-- Begin Records for the exercise --
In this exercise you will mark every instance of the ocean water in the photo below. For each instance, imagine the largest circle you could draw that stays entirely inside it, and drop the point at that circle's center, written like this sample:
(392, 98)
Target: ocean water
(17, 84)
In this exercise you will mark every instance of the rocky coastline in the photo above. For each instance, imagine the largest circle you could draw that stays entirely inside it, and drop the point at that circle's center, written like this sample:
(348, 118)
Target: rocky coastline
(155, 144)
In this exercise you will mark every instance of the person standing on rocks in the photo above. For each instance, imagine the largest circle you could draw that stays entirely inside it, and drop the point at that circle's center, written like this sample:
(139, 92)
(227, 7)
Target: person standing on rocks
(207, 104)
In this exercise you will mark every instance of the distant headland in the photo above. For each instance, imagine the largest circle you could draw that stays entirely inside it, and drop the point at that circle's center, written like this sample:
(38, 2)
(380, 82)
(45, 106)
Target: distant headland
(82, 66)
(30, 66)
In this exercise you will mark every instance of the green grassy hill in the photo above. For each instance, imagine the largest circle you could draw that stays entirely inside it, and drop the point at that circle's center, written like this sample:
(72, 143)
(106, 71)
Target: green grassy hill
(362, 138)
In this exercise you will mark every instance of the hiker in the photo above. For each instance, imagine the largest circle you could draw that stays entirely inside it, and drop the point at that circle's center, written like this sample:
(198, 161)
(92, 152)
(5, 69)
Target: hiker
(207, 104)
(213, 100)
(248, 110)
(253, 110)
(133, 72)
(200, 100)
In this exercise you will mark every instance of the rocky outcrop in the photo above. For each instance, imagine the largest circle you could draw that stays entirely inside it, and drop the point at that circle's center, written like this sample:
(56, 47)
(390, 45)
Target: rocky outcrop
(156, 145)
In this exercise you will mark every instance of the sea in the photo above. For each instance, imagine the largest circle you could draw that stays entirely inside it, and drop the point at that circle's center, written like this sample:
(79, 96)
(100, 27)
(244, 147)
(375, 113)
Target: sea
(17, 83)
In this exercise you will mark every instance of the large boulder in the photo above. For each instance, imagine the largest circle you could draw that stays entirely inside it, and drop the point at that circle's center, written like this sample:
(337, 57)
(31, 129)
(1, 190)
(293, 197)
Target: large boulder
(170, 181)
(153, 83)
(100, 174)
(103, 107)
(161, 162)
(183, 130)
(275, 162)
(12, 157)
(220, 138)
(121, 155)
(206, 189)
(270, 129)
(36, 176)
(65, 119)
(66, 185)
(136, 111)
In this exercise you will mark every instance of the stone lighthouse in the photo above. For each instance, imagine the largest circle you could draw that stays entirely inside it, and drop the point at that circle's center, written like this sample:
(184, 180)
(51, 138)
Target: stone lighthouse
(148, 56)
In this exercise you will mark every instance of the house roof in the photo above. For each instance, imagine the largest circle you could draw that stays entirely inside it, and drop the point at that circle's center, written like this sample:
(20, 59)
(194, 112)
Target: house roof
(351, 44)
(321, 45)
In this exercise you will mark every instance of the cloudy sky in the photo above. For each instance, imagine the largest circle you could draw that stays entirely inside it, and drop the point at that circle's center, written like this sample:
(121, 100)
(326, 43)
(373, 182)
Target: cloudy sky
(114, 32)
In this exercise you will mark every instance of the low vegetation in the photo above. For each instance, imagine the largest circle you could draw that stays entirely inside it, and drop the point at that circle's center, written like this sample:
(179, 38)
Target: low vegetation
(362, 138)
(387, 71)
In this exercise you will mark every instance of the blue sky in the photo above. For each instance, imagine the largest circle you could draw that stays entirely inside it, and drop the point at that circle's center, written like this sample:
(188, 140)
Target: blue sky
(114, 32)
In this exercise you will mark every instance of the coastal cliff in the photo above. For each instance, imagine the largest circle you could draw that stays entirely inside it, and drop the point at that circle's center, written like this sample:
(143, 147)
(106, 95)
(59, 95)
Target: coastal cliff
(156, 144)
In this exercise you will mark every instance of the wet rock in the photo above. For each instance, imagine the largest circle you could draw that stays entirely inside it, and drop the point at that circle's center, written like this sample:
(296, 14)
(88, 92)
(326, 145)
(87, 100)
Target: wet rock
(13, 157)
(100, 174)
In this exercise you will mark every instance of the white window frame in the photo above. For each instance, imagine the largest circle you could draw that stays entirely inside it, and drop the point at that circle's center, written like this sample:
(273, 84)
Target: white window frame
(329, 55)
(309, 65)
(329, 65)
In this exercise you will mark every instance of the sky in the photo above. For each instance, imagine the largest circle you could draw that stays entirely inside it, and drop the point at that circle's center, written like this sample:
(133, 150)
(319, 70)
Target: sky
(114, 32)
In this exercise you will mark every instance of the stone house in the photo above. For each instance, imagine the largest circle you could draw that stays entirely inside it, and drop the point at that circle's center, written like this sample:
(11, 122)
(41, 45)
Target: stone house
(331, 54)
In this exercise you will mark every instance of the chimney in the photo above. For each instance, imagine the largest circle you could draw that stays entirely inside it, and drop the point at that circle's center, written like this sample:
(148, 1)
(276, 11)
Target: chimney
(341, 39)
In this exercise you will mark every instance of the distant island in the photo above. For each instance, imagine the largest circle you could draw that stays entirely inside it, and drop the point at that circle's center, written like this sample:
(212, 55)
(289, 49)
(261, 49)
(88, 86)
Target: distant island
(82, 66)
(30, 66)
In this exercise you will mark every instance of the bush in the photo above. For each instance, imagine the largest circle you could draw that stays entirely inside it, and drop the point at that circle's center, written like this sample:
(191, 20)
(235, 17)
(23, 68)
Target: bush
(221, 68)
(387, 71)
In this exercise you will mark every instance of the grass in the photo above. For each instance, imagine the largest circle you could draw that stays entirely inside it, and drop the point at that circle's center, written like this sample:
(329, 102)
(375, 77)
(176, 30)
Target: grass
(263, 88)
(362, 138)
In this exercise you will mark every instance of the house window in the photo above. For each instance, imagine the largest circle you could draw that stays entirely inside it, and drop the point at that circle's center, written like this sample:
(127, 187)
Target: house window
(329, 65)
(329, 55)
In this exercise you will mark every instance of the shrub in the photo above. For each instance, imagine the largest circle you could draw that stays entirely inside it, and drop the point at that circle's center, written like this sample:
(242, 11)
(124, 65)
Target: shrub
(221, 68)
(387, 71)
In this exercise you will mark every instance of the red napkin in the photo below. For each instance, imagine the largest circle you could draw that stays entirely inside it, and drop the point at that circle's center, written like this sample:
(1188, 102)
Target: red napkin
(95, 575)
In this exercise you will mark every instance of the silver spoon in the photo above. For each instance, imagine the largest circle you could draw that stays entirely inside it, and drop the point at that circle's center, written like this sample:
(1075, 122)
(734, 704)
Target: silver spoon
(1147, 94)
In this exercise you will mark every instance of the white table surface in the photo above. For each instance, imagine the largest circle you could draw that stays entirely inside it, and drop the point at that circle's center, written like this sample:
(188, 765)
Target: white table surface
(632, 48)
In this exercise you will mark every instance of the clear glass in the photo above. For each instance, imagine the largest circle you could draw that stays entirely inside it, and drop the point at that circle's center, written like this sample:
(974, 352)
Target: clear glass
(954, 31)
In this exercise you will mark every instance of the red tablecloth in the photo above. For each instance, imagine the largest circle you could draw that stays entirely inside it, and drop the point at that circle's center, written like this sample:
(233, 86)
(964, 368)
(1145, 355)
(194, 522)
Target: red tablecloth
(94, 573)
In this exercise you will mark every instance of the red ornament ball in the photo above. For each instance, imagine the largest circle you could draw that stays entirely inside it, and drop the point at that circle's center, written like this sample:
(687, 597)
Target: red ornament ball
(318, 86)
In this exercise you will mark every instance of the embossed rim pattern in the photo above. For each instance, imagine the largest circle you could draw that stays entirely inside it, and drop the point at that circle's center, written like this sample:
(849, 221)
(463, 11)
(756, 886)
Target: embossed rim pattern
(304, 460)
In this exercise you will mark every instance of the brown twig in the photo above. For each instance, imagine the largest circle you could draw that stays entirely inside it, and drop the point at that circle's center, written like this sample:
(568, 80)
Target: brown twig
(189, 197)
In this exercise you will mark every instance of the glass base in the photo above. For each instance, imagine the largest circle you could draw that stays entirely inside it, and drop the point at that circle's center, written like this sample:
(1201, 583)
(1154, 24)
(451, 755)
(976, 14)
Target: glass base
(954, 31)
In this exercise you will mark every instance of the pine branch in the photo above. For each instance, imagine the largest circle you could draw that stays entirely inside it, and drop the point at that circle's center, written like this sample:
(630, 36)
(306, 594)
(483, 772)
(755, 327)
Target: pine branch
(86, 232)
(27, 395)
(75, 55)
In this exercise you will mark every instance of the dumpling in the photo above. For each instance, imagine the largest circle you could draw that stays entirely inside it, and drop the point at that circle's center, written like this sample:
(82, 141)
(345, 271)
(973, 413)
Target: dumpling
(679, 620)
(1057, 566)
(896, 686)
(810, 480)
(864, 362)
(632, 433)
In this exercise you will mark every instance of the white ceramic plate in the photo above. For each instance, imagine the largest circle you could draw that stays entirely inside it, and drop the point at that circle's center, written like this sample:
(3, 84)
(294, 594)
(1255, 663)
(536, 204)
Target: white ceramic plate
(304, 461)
-- End Records for the exercise --
Exercise aim »
Return, unchanged, every line of the listing above from the line containing "In this exercise you will mark every instance of the glass" through the final line of the listing, with both ends included.

Result of this exercise »
In this exercise you will mark every instance of the glass base in the photo above. For each instance, imagine the largest circle you could draw that stays entirely inside it, and drop the point at that circle's center, written like this sample:
(1201, 583)
(1154, 24)
(451, 755)
(976, 14)
Target: glass base
(954, 31)
In this exercise you will mark every instance of the pine branch in the photo above. For each instance, imagine the largest circle you could draw that stays entirely inside it, and drop the point at that circle's center, written like this sample:
(630, 36)
(306, 594)
(483, 772)
(755, 327)
Target: pine branch
(86, 232)
(27, 395)
(75, 55)
In this exercise you will mark every instance of the dumpling in the photo above. For each instance, imagine the largest circle you could draw that stays entirely inside it, and drop the point at that circle's center, written like this sample:
(82, 141)
(345, 271)
(973, 413)
Target: dumpling
(679, 620)
(1057, 566)
(896, 686)
(810, 480)
(864, 362)
(632, 433)
In this exercise you will mark every instance of the white ceramic plate in the photo above. For each instance, imagine the largest circle you could draw that stays entirely inside it, and drop the point at that circle's center, written like this sample:
(3, 84)
(294, 594)
(1255, 663)
(536, 204)
Target: white ceramic plate
(304, 461)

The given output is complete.